| Collected data |

===

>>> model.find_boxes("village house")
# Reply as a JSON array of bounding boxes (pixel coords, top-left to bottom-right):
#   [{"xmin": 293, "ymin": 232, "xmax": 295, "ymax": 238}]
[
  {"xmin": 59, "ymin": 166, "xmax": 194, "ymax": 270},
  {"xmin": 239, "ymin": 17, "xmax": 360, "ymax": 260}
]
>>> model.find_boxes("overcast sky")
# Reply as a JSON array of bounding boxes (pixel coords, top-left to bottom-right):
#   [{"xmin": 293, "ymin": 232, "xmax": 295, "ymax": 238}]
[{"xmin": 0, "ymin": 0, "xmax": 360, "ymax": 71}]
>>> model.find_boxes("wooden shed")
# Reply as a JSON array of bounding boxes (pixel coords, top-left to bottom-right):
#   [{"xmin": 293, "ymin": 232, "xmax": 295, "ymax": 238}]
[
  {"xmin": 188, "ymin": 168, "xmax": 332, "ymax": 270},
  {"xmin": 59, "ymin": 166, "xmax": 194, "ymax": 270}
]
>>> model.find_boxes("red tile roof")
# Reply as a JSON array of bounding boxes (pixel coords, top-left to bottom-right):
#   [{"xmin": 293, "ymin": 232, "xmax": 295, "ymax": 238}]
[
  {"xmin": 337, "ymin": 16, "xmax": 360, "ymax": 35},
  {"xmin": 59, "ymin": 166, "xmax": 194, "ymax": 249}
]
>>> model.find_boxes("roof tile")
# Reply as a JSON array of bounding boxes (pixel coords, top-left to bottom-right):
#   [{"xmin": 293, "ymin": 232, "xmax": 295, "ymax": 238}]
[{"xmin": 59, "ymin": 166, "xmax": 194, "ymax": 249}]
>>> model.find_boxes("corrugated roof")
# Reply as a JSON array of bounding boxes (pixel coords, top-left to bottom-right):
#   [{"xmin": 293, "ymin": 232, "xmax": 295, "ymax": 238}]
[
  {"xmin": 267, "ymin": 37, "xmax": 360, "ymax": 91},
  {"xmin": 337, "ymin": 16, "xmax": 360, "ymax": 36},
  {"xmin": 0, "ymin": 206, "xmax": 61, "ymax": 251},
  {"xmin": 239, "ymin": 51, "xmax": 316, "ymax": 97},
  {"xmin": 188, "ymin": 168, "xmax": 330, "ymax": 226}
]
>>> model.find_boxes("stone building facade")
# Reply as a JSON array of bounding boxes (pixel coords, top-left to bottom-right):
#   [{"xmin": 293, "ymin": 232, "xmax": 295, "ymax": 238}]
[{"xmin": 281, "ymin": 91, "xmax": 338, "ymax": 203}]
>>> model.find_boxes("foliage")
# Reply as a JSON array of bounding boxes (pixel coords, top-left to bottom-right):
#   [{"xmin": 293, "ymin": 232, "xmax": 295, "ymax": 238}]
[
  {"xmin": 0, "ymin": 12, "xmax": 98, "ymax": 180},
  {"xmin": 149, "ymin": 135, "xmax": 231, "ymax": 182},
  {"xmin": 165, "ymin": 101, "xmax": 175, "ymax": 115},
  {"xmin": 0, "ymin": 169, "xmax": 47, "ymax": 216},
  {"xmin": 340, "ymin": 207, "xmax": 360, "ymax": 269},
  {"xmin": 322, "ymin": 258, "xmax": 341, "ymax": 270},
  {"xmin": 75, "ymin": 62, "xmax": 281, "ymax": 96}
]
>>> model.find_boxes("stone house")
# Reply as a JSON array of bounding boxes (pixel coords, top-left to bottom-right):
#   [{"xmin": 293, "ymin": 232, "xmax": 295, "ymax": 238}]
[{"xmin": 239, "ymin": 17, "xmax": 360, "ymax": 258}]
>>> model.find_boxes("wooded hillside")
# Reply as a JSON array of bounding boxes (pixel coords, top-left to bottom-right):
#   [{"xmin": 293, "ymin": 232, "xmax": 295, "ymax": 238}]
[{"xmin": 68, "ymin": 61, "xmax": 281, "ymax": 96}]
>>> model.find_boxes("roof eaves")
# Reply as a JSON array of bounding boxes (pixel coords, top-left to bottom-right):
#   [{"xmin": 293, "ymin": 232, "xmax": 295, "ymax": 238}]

===

| WHAT IS ASKED |
Go through the records above and retype each one exactly.

| COMPLETED EXERCISE |
>>> model.find_boxes("village house")
# Reply as a JSON array of bounding boxes (pixel coords, top-left to bottom-right):
#   [{"xmin": 293, "ymin": 232, "xmax": 295, "ymax": 238}]
[
  {"xmin": 59, "ymin": 166, "xmax": 194, "ymax": 270},
  {"xmin": 239, "ymin": 17, "xmax": 360, "ymax": 260}
]
>>> model.find_boxes("overcast sky")
# Reply as a JSON array of bounding boxes (pixel coords, top-left to bottom-right):
#   [{"xmin": 293, "ymin": 232, "xmax": 295, "ymax": 238}]
[{"xmin": 0, "ymin": 0, "xmax": 360, "ymax": 71}]
>>> model.find_boxes("wooden shed")
# Reply as a JSON array of bounding boxes (pixel coords, top-left to bottom-right):
#   [{"xmin": 293, "ymin": 232, "xmax": 295, "ymax": 238}]
[
  {"xmin": 188, "ymin": 168, "xmax": 332, "ymax": 270},
  {"xmin": 59, "ymin": 166, "xmax": 194, "ymax": 270}
]
>>> model.find_boxes("red tile roof")
# Reply as a JSON array of bounding boxes (pixel coords, top-left to bottom-right):
#   [{"xmin": 293, "ymin": 232, "xmax": 295, "ymax": 238}]
[
  {"xmin": 337, "ymin": 16, "xmax": 360, "ymax": 35},
  {"xmin": 59, "ymin": 166, "xmax": 194, "ymax": 249}
]
>>> model.find_boxes("roof tile")
# Reply as a JSON array of bounding boxes (pixel coords, top-left to bottom-right):
#   [{"xmin": 293, "ymin": 232, "xmax": 295, "ymax": 238}]
[{"xmin": 59, "ymin": 166, "xmax": 194, "ymax": 249}]
>>> model.find_boxes("corrugated roof")
# Reply as a JSON array of bounding boxes (pixel coords, top-left to bottom-right):
#   [{"xmin": 293, "ymin": 232, "xmax": 295, "ymax": 238}]
[
  {"xmin": 267, "ymin": 37, "xmax": 360, "ymax": 91},
  {"xmin": 337, "ymin": 16, "xmax": 360, "ymax": 36},
  {"xmin": 0, "ymin": 206, "xmax": 61, "ymax": 251},
  {"xmin": 239, "ymin": 51, "xmax": 316, "ymax": 97},
  {"xmin": 188, "ymin": 168, "xmax": 330, "ymax": 226}
]
>>> model.find_boxes("stone building facade")
# Reply as a JSON array of bounding boxes (pixel coords, top-left to bottom-right):
#   [{"xmin": 293, "ymin": 232, "xmax": 295, "ymax": 238}]
[{"xmin": 281, "ymin": 91, "xmax": 338, "ymax": 203}]
>>> model.find_boxes("foliage")
# Reply as a JSON array of bounding boxes (pixel coords, top-left to bottom-right):
#   [{"xmin": 293, "ymin": 232, "xmax": 295, "ymax": 238}]
[
  {"xmin": 0, "ymin": 12, "xmax": 98, "ymax": 180},
  {"xmin": 149, "ymin": 135, "xmax": 231, "ymax": 182},
  {"xmin": 165, "ymin": 101, "xmax": 175, "ymax": 115},
  {"xmin": 0, "ymin": 169, "xmax": 47, "ymax": 216},
  {"xmin": 340, "ymin": 207, "xmax": 360, "ymax": 269},
  {"xmin": 322, "ymin": 258, "xmax": 341, "ymax": 270},
  {"xmin": 75, "ymin": 62, "xmax": 281, "ymax": 96}
]
>>> model.find_boxes("stone house")
# Reply as a JSON array of bounding boxes (pixel coords, top-left to bottom-right):
#   [{"xmin": 293, "ymin": 232, "xmax": 295, "ymax": 238}]
[{"xmin": 239, "ymin": 17, "xmax": 360, "ymax": 258}]
>>> model.find_boxes("wooded hillside")
# Reply as a JSON array of bounding boxes (pixel coords, top-left to bottom-right):
#   [{"xmin": 293, "ymin": 232, "xmax": 295, "ymax": 238}]
[{"xmin": 68, "ymin": 61, "xmax": 281, "ymax": 96}]
>>> model.find_boxes("roof eaves")
# Reply as a JSON array of bounding boxes (pixel coords, top-left to bottom-right):
#   [{"xmin": 293, "ymin": 232, "xmax": 295, "ymax": 238}]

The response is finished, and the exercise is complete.